━━━━━ Фрагмент текста ━━━━━
Если приняться отслеживать изменения, то замечаешь, что в вышедшей четыре года назад книге «Другое» есть стихотворение «Достоевский», а в нынешней его заменило «Ходасевич». Насколько можно полагаться на параллели и делать те или иные выводы о метаморфозах авторского ви́дения за прошедшее время, определить сложно. Однако проявленные отличия «Приглашения на острова» от «Другого» существенны. Настроения книжек разные. Хотя приглашение и тогда, и сейчас актуально.

В финале прошлой книги Капович позвала в гости друзей, теперь же:

 

Тут чего говорить? Тут в почётном стоять карауле.
Капай, капельница. Капай, капельница́.

 

Это просьба продлить жизнь. Казалось бы, столь бессмысленную, подключённую к аппарату жизнеобеспечения и абсолютно необходимую «приходящему старику» жизнь его жены. Посещение «больницы овощных стариков» иллюстрирует тот острый зрелый взгляд поэта на ностальгию, что скальпирует всю книгу. С одной стороны, отключить бы её, всё равно лежит как мёртвая, «меньше тени», а с другой стороны, «ведь таких уже больше не делают в нашем народе. / Он ей, знаете, Фета читал, хоть она ни гу-гу». В любви к Фету Капович и сама признаётся рисунками природы, что по-фетовски очеловечена, и пунктуационным инструментарием, в котором весьма мало используются знаки «рывка» (тире) и «раскрытия» (двоеточие), крайне редко встретишь отточие. Запятые и точки царят и управляют, сдерживая, обрамляя, сцепляя синтагмы и фразы.
━━━━━ Строки набора данных ━━━━━
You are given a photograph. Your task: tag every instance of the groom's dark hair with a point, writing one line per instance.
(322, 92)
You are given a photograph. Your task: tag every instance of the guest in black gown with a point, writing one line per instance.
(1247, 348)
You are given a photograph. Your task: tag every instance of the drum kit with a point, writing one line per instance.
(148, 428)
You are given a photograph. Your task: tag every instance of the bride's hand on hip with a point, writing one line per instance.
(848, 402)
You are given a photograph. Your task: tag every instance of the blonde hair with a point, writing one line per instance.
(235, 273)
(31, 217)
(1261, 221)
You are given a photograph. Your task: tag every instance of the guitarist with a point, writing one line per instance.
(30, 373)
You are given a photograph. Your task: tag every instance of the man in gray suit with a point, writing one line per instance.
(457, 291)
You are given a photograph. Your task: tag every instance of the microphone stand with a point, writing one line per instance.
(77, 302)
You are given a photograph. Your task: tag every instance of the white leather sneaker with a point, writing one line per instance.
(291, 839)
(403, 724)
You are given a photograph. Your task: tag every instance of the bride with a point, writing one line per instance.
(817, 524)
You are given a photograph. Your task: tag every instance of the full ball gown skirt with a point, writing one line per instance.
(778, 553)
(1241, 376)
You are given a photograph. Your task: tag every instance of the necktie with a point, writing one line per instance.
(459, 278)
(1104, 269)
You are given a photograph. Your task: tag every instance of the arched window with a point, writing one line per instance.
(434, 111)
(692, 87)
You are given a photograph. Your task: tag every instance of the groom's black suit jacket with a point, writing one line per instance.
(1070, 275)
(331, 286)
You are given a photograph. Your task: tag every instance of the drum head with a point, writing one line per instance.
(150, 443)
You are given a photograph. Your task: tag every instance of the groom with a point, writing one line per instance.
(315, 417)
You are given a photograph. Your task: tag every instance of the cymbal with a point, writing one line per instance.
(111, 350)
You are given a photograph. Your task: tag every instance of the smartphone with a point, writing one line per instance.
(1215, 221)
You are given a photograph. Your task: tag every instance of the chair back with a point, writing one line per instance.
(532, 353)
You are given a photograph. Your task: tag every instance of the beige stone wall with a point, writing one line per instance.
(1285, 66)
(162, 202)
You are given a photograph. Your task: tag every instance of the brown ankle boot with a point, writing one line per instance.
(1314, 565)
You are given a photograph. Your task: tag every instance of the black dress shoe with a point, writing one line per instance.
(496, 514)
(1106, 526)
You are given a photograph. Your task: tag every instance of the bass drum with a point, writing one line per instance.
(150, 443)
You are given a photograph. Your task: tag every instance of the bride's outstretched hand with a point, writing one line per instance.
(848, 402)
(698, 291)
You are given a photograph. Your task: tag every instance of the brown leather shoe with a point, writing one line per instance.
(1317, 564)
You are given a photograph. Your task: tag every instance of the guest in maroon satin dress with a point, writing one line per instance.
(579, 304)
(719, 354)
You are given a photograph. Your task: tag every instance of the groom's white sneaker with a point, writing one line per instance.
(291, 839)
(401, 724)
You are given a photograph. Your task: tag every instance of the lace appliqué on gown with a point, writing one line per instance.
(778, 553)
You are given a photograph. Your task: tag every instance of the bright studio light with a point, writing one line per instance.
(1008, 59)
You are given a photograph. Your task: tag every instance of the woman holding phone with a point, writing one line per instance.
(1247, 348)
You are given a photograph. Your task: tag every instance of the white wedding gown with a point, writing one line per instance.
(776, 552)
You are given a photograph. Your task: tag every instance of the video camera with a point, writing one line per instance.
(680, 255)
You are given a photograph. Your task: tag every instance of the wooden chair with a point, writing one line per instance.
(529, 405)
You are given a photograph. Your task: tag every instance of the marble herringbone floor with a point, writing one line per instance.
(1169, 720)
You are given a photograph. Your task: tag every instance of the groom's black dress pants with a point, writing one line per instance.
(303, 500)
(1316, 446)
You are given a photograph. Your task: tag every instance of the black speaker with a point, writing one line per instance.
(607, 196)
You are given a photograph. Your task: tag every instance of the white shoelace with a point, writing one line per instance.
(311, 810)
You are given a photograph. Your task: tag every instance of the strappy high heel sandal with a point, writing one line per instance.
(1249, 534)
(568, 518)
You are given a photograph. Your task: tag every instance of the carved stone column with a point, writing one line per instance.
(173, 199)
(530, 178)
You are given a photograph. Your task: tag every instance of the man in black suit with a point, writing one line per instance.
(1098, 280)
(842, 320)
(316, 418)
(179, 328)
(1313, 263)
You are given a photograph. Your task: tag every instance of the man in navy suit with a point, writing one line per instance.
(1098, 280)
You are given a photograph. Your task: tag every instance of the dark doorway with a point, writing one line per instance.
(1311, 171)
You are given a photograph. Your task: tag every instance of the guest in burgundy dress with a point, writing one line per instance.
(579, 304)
━━━━━
→ **Задание**:
Напишите продолжение текста о книге Капович «Приглашение на острова», начиная сразу после его последнего предложения.

→ **Ответ**:
Автор обычно подсознательно выбирает средства пунктуации, которые использует активнее других (как, к примеру, Цветаева любила тире), что зачастую помогает выстроить представление о характерности высказываний. Капович по большей части перечисляет, констатирует что-то, воспоминания требуют простого уклада, выговоренности, а не вывода или разъяснения. С ностальгией бороться бесполезно, и поэт не хочет обрывать на полуслове ни себя, ни тех людей, которые говорят через неё. Из прошлого доносятся голоса, и Капович не закрывает уши, она в стихотворной очень трансляционной форме переговаривается с ними. Общая тема. У них есть общее. Людей должно что-то сближать, а что подойдёт на эту роль лучше прошлого? Только любовь.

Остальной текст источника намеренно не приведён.